EXERCISE BRIEF → Transcribe every entry word for word. Skip the pictures.

DATA SHOWN →
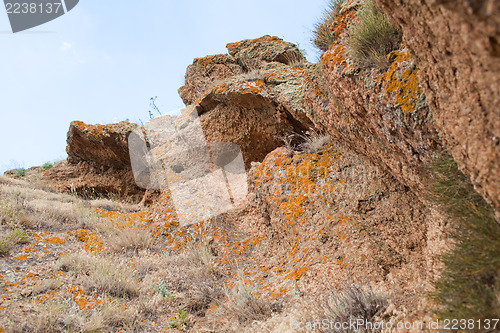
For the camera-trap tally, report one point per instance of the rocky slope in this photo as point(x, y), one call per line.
point(321, 210)
point(98, 163)
point(456, 46)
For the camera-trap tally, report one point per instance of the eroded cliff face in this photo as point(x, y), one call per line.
point(380, 113)
point(456, 45)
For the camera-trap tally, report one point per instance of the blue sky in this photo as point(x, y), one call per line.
point(102, 61)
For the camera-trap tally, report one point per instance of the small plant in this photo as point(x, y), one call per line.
point(372, 37)
point(21, 172)
point(152, 105)
point(314, 141)
point(17, 236)
point(246, 306)
point(161, 287)
point(353, 303)
point(47, 166)
point(323, 35)
point(181, 322)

EXERCISE OUTPUT →
For the camera-trap tally, report one point per instance of the rocky slope in this photo as point(x, y), one call per line.
point(321, 210)
point(98, 163)
point(456, 46)
For the camera-trap tally, report one point per instance of the eroded cliff face in this photo as point(x, y), one call per line.
point(380, 113)
point(456, 45)
For the camera-trap tally, report one point per instance of the blue sky in this photo as point(x, y), one call per line.
point(102, 61)
For the camera-trap tally, report one point per instance of the small plant in this photo as point(x, y), one call per line.
point(372, 37)
point(21, 172)
point(152, 105)
point(314, 141)
point(17, 236)
point(246, 306)
point(161, 287)
point(353, 303)
point(47, 166)
point(323, 35)
point(181, 322)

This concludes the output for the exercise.